• WHAT TO WORK ON:
Could you transcribe every entry exactly, leaving nothing out?

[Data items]
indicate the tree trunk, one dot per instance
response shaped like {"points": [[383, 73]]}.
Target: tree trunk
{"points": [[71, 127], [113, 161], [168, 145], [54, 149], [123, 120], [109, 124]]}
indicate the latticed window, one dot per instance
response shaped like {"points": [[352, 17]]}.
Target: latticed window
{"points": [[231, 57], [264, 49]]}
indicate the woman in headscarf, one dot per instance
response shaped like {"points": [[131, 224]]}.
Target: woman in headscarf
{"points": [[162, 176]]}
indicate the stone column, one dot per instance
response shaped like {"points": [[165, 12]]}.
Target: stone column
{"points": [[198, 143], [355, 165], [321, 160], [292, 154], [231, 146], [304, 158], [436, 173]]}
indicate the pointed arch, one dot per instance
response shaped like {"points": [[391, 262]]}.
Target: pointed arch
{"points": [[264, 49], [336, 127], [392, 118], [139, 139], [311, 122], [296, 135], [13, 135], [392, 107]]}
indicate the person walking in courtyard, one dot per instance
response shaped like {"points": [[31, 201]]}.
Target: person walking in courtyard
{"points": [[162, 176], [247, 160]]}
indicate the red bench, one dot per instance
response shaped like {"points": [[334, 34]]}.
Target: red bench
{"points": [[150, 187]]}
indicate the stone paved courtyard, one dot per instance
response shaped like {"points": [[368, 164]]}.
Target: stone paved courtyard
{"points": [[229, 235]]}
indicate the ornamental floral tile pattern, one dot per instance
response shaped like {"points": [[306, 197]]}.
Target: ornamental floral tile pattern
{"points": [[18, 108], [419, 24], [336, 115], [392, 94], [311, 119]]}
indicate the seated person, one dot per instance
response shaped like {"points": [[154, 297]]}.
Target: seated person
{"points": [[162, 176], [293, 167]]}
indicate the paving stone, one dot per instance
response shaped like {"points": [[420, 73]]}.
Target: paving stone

• RESULT:
indicate the tree trunk, one dot per instance
response shaped like {"points": [[383, 73]]}.
Target: tree trunk
{"points": [[71, 127], [113, 161], [168, 145], [54, 149], [123, 120], [109, 124]]}
indicate the latticed window, one dot per instance
response shaped like {"points": [[352, 17]]}.
Target: latticed window
{"points": [[231, 57], [264, 49]]}
indicate the woman in headscarf, one dot per instance
response shaped like {"points": [[131, 224]]}.
Target: woman in headscarf
{"points": [[162, 176]]}
indicate the stone column, one dot per instance
response shaped like {"points": [[165, 12]]}.
Target: stone column
{"points": [[198, 143], [355, 165], [321, 160], [292, 154], [231, 146], [304, 158], [436, 173]]}
indicate the pointed arch, one dot per instance
response shaped like {"points": [[391, 262]]}.
Target: pointed arch
{"points": [[264, 49], [336, 127], [392, 118], [139, 139], [311, 122], [296, 135], [13, 135], [392, 107]]}
indicate the person walking in courtyard, one dot per instance
response shaped like {"points": [[31, 201]]}.
Target: person walking in courtyard
{"points": [[162, 176], [247, 160]]}
indicate the red bench, one dot per instance
response shaped like {"points": [[334, 34]]}.
Target: red bench
{"points": [[150, 187]]}
indicate the stone paved courtyard, one dot per instance
response shaped like {"points": [[368, 164]]}.
Target: stone paved courtyard
{"points": [[229, 235]]}
indicate the ornamental floral tile pattern, one dot per instance
response shaped like {"points": [[306, 197]]}.
Target: ornamental floral tile pattern
{"points": [[18, 108], [419, 24], [336, 115], [392, 94], [311, 119]]}
indicate the seated person, one dot per instance
response shaped like {"points": [[154, 297]]}.
Target: seated person
{"points": [[162, 176], [293, 167]]}
indicate the paving stone, one dot per instance
response shaped like {"points": [[420, 73]]}.
Target: paving stone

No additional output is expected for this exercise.